▶ [Work instructions]
Which lines in the records below contain the word "pillow"? Copy each of them.

▶ [Labeled area outline entries]
________________________________________

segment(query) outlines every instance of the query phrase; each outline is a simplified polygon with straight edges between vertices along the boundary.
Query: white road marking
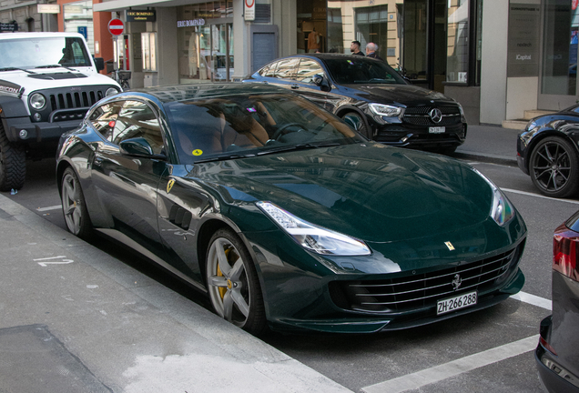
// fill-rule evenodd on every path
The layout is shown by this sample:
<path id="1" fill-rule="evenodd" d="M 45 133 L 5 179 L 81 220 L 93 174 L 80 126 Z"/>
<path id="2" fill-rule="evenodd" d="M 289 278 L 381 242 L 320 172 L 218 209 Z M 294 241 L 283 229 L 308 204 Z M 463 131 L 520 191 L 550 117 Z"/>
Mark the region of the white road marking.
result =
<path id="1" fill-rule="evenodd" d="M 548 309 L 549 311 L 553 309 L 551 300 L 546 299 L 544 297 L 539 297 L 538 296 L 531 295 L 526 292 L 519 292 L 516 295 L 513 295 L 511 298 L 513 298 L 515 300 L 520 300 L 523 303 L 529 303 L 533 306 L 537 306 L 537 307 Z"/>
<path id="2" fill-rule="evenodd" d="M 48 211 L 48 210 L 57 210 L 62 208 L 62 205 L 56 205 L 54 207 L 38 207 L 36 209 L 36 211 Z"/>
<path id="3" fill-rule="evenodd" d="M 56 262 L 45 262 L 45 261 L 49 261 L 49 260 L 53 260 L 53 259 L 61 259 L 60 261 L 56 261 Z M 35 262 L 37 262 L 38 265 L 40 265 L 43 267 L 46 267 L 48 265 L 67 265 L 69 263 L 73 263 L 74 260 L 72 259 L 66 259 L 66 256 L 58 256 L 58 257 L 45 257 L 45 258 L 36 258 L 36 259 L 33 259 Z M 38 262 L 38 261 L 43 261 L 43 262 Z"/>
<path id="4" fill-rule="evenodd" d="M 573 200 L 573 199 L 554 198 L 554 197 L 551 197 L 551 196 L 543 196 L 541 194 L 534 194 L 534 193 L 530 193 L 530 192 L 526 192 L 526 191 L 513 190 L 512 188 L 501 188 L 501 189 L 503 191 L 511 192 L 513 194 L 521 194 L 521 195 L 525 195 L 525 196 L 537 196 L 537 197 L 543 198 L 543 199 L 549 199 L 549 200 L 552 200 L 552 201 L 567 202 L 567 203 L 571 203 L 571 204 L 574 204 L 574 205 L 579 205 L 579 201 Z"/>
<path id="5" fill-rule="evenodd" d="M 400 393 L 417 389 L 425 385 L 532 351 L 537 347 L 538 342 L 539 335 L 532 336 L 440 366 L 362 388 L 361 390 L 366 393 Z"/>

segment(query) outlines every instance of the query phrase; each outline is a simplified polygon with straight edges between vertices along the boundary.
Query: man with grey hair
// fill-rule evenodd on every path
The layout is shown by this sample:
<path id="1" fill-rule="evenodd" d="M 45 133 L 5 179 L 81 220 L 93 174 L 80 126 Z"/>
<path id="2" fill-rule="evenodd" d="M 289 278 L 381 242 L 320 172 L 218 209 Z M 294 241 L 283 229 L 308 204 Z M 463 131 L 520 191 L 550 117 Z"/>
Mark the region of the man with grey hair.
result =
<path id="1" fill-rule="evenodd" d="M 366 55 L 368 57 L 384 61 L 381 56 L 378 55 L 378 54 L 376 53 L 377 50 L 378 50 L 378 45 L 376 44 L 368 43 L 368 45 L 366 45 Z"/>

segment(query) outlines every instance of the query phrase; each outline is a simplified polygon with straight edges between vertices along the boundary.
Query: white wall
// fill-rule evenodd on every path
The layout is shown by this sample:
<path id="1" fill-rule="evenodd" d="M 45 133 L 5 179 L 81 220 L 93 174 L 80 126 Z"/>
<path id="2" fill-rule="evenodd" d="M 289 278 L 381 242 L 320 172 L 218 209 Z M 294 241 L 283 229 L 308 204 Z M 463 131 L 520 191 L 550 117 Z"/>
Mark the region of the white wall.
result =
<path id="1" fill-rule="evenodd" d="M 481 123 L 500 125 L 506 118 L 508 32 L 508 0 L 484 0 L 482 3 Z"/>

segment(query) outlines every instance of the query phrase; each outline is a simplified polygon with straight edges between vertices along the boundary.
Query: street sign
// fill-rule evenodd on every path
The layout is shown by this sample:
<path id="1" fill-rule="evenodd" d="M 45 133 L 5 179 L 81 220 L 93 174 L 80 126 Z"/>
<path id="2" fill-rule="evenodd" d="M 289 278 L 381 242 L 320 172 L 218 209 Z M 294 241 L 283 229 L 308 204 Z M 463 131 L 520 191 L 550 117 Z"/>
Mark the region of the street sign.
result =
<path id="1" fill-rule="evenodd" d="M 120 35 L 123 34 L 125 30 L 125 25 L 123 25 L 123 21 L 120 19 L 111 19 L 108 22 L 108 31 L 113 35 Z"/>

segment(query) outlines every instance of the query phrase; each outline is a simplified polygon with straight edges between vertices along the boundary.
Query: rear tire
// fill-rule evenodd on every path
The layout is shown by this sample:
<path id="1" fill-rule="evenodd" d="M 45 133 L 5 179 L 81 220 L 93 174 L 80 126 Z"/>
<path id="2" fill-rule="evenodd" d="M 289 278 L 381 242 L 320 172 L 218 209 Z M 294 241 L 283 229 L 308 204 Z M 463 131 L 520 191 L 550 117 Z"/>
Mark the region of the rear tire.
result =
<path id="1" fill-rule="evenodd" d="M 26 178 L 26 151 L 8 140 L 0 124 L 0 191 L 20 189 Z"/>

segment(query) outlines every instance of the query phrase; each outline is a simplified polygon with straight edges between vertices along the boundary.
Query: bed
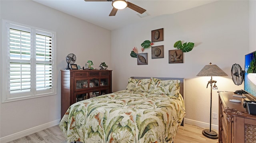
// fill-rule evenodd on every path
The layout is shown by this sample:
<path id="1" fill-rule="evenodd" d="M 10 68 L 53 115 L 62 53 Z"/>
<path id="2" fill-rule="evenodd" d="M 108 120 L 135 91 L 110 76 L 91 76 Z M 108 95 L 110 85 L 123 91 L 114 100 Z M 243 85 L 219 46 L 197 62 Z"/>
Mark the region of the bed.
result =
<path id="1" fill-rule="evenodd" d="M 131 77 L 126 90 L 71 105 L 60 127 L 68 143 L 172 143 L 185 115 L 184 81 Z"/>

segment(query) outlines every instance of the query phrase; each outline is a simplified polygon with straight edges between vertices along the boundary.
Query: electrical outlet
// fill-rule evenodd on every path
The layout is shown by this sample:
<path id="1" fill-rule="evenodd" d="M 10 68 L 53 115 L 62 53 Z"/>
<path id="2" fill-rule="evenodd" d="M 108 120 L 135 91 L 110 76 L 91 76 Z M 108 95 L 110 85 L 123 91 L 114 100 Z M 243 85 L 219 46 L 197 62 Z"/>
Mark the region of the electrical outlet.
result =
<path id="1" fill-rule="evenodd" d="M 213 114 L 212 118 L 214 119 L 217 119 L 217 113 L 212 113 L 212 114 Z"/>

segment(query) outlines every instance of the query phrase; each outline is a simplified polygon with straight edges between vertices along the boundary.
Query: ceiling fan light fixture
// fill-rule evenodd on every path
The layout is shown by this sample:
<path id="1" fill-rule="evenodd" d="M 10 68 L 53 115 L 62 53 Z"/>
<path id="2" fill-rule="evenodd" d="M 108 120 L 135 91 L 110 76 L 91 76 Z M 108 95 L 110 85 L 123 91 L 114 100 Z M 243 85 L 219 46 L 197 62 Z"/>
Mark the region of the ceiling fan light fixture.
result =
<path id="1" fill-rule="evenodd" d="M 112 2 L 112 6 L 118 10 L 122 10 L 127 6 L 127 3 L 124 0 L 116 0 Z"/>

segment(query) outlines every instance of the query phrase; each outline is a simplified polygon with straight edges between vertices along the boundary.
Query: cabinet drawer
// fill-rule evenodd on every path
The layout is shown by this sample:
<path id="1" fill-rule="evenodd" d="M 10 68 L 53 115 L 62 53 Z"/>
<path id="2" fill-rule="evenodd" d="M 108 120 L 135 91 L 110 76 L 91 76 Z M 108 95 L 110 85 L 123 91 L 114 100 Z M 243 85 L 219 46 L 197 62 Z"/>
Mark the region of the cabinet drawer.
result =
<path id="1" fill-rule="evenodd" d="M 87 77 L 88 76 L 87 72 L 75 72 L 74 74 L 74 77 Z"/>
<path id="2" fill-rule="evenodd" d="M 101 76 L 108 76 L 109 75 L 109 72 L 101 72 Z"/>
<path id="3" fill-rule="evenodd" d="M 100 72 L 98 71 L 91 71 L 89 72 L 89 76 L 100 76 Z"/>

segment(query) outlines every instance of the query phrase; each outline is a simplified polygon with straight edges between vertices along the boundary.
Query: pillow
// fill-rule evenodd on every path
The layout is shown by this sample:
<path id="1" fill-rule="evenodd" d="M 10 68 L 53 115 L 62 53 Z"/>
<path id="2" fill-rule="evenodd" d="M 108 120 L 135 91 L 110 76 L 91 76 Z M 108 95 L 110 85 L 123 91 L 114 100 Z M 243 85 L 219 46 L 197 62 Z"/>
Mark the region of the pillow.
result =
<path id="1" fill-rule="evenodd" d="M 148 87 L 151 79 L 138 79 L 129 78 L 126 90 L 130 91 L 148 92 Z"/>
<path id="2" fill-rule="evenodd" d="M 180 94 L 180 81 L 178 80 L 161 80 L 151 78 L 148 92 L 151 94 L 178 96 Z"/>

________________________________________

▶ [Final result]
Query: pillow
Mark the region of the pillow.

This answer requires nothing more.